**AUFGABE:** An welcher Stelle stellt man nach der letzten Antwort im Thread ein, ob der Messenger zusammen mit OE startet?
===== SEITE
# Start des Messenger beim Start von Outlook unterbinden



## Vacant (12. April 2004)

Hi,

Ich finde es ziemlich lästig dass Outlook automatisch den Microsoft Messenger mitstartet. Weiss jemand wie das unterbunden werden kann?

Thx

Vacant


----------



## steff aka sId (12. April 2004)

Das geht in den Optionen vom Messenger. Da kannst du einstellen ob der Messenger beim Start von WIndows geladen werden soll und ob er beim starten von Outlook mitgestarted werden soll.
Greetz Steff


----------



## wackelpudding (13. April 2004)

> _Original geschrieben von steff aka sId _
> *Das geht in den Optionen vom Messenger. Da kannst du einstellen [...] ob er beim starten von Outlook mitgestarted werden soll.*


Nicht ganz richtig: Der Autostart mit Windows ist in den Optionen des Messengers zu finden, der Autostart mit OE in den Optionen von OE selber [*Extras*&nbsp;| *Optionen*&nbsp;| *Automatisch bei MSN Messenger anmelden* oder so ähnlich].
==========
===== DATENAUSZÜGE
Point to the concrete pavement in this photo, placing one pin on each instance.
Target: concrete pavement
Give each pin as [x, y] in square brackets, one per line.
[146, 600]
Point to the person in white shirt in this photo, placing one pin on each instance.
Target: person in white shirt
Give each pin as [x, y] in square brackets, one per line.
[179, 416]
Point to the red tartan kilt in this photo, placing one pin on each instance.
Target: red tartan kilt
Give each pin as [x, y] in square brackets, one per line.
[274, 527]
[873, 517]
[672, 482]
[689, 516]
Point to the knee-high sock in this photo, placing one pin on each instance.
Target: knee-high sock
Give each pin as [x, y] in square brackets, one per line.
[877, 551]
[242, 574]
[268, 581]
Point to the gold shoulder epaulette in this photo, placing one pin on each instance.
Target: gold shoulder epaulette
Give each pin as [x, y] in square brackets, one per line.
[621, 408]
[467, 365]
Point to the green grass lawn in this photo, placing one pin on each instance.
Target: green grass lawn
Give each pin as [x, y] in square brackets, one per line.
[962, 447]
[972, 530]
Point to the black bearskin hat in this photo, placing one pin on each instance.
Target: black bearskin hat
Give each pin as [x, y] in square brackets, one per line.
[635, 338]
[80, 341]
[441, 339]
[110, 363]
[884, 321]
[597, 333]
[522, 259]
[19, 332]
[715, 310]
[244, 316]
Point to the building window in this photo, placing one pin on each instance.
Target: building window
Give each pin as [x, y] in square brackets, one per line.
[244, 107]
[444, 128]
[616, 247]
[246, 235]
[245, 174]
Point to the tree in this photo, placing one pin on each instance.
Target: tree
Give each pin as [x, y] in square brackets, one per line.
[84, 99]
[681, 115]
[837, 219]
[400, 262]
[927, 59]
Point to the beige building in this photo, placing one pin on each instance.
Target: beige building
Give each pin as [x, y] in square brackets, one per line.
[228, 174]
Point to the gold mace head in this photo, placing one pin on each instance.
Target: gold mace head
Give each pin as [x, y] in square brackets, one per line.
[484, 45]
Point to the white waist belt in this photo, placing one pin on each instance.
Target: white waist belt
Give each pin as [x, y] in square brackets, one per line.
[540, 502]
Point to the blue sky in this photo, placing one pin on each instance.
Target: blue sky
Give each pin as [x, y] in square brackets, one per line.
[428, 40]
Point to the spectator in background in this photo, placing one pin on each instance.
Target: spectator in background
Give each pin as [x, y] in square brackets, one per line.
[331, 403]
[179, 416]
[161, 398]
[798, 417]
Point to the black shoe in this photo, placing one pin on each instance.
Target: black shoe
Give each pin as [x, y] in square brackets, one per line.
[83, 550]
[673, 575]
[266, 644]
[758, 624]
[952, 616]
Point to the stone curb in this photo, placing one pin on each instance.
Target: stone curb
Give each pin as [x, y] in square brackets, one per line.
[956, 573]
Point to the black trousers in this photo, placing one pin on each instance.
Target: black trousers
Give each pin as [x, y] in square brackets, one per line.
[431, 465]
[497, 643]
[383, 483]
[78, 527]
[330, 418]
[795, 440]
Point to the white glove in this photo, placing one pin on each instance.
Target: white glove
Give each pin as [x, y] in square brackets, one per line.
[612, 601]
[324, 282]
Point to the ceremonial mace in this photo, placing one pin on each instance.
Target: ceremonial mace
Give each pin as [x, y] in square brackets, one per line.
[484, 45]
==========
**ANTWORT:** In den Optionen von OE selbst, unter Extras | Optionen | Automatisch bei MSN Messenger anmelden.